*TO DO*:
Please rewrite everything in the records from the line containing "yellow shirt by giving the bounding box." down to the line containing "[891,402,1013,567]", replacing "plastic bag" with "paper bag" and keeping all else the same.

★ ★ ★

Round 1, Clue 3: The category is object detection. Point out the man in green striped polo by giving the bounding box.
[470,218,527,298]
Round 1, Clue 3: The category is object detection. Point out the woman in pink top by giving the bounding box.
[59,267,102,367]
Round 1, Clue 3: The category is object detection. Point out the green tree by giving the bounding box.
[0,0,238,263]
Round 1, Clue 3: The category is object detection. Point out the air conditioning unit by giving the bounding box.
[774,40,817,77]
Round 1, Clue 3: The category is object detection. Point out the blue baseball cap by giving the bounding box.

★ ★ ★

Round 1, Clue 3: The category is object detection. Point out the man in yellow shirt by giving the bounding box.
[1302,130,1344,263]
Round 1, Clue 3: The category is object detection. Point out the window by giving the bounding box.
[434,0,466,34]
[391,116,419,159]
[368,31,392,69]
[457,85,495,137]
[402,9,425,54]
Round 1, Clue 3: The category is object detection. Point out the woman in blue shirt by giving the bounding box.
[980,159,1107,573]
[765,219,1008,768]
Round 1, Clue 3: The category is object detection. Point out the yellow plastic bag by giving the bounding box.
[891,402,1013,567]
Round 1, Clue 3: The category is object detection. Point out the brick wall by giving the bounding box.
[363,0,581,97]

★ ★ ★

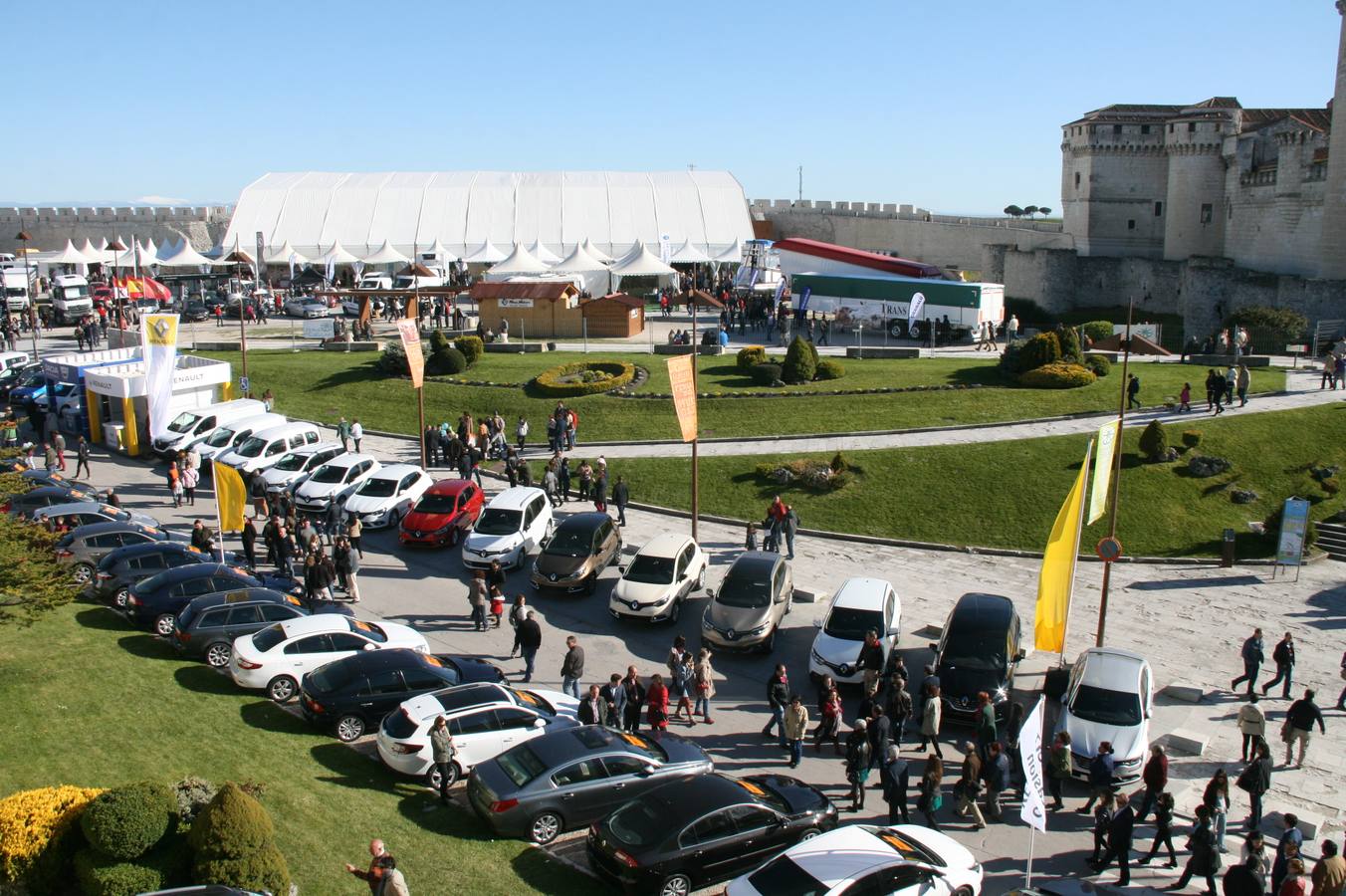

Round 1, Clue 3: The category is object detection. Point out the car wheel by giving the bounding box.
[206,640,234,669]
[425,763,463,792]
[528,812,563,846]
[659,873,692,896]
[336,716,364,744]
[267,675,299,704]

★ ★ ★

*RESPONSE BELOW*:
Round 1, Clue 3: The category is object detection. Point out the man in yellow shirt by giving the bounding box.
[1302,130,1344,263]
Round 1, Clue 3: The category is object detection. Point out the window by giving the bounding box.
[434,0,466,34]
[391,116,419,159]
[368,31,392,69]
[457,85,495,137]
[402,9,425,54]
Round 1, Clue 3: The category is object detection. Point out the woman in blue shirt by giving the bounding box.
[980,159,1107,573]
[765,219,1008,768]
Round 1, Clue 3: The category is object detection. Point out the yellow paper bag by giving the bounding box.
[891,402,1013,567]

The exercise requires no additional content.